## What you need to do
A. From the foreclosure guide, copy the passage starting at "Now that you" and ending at "a local basis.".
B. According to the foreclosure guide, why should a homeowner who decides to refinance work with a local broker or bank?
C. Pick up the foreclosure guide after its final sentence and keep writing.

## Reading text

Now that you understand the PROs and CONs of refinancing, the most important thing you must remember when considering refinancing is to
make sure you carefully read all the paperwork before the closing! Don’t get to the closing table to find out you have a pre-payment penalty and additional closing costs you did not anticipate.
If you decide that refinancing is your best option it is important to make sure you find the right person to help you out. It is surprising how many homeowners just turn on their computers and start searching the Internet in search of a new loan. You will want to work with a local broker or bank that understands your area and you can deal with on a local basis.
OPTION 3: BANKRUPTCY The final option available to a homeowner facing foreclosure is to file for bankruptcy. This option should
always be the homeowner’s last resort.
If the homeowner chooses to file for bankruptcy the PRO is that the homeowner can sometimes stay in his or her house, and some, but certainly not all debts can be forgiven. Unfortunately there are bigger CONs to this option. A bankruptcy will be on the homeowner’s permanent record and the mortgage payments could be higher than before.
If you do choose to file for bankruptcy you need to inform yourself of the impact of what this will do to your long-term financial status. It is important to work with someone in your community who is a licensed bankruptcy attorney.
(Note: Bankruptcy laws differ by State and you should consult a bankruptcy lawyer regarding how a bankruptcy will affect your financial situation and future).
SELL YOUR HOME
OPTION 1: SELL TO AN INVESTOR Oftentimes homeowners have reasons to want to get out of their home quickly and avoid a foreclosure with the least amount of work and risk. For these people selling to an investor may be their best option.
The obvious PROs to selling to an investor is that the homeowner can close quickly; sell their house in “as-is" condition with no contingencies (retail buyers are going to want things fixed, and will require a home inspection, etc); oftentimes be paid in all cash and immediately halt the foreclosure as soon as the title is transferred; and sometimes the homeowner will find flexibility on their move out dates.
The CONs of choosing the option of selling to an investor is that you will have to move to a new home and you will not receive retail price with all cash offers. Some investors may be able to provide you with full retail value if they can find equity in the house upon rehabbing the property or purchasing your home subject to your existing mortgage.
Selling to an investor is usually the quickest and easiest option to avoid a foreclosure while retaining some equity in the home, if any exists. If you consider selling to an investor you should work with someone who invests in your community who knows your market and can facilitate a quick and smooth transaction.

## Data block
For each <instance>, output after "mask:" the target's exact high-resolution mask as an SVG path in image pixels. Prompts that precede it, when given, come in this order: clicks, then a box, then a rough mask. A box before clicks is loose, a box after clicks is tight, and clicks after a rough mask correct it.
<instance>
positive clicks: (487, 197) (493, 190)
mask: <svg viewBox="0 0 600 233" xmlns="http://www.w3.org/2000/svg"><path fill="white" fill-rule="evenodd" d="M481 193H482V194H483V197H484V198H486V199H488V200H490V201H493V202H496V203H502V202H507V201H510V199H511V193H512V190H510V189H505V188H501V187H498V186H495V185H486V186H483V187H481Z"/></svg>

## Answers provided
A.
Now that you understand the PROs and CONs of refinancing, the most important thing you must remember when considering refinancing is to
make sure you carefully read all the paperwork before the closing! Don’t get to the closing table to find out you have a pre-payment penalty and additional closing costs you did not anticipate.
If you decide that refinancing is your best option it is important to make sure you find the right person to help you out. It is surprising how many homeowners just turn on their computers and start searching the Internet in search of a new loan. You will want to work with a local broker or bank that understands your area and you can deal with on a local basis.

B. A local broker or bank understands the homeowner's area, and the homeowner can deal with it on a local basis.

C.
OPTION 2: LIST WITH A REALTOR Listing with a realtor can sometimes be a good option for people who have time on their side and a house in a desirable market in good condition. The obvious PRO of listing with a realtor is that you might get “market value" for your home, assuming you want to move.
The obvious CON of listing with a realtor is that you will have to pay the realtor’s commission. Remember that the seller usually pays BOTH the listing and buyer’s agents’ commissions. This frequently can cost 6% or more. Imagine if you sell a $300,000 property
- that is $18,000 in commissions alone! Furthermore, as the seller, the homeowner must first make the house look presentable, deal with buyers and be willing to show their home at all times with no guarantee anyone will buy the home in time to stop the foreclosure. If you are lucky enough to get an offer, remember that buyers are picky people, and will make an offer subject to a home inspection. The inspector will spend 3-4 hours going through your home with a fine-toothed comb. If they find anything “wrong" with your property, be prepared to fix it, and to have the funds available to do the repairs (or hire a professional to do them for you). If you are already behind on your payments you may not have the time to list your home with a realtor.
If you have the time and ability to list your home with a realtor you want to work with a realtor who knows your market area and can help you get top dollar for your home.
OPTION 3: WORKOUT AGREEMENT Individuals who may want to consider a “workout agreement" are those who have little or no equity in his or her home. During a “workout agreement," a qualified professional contacts your mortgage company on your behalf to enter into a workout agreement. He or she negotiates a payoff of the property if you owe more than what it is worth.
The PROs of the “workout agreement" is that the homeowner can sell his or her property rather than go through foreclosure. The CONs are that the homeowner must go through the process with no guarantees. A “workout agreement" takes time with no cash for the homeowner and then you still must move out of your home. However, in some cases, this is a good option for individuals facing foreclosure.
If you decide that a “workout agreement" may be the right choice for you, you need to make sure you have a professional working with you who understands “workout agreements" and can help you negotiate with your bank. Of all the options, this option can take the longest and provide the least reward. But for some, it may be the only option.
Now that you understand all of your options it is important to analyze your options against your personal situation and create a plan to help you avoid a foreclosure. Your plan should provide you a road map to avoiding a foreclosure and achieving your short and long-term goals. Your plan should also outline the options available to you, ranked from first to worst. While you might have an option that sounds great to you (i.e., refinance), it is not always going to be available to you, and you will need a Plan B, Plan C and probably even a Plan D. Having a plan is critical to successfully dealing with your problem, yet most people never get around to doing much, if any, planning first.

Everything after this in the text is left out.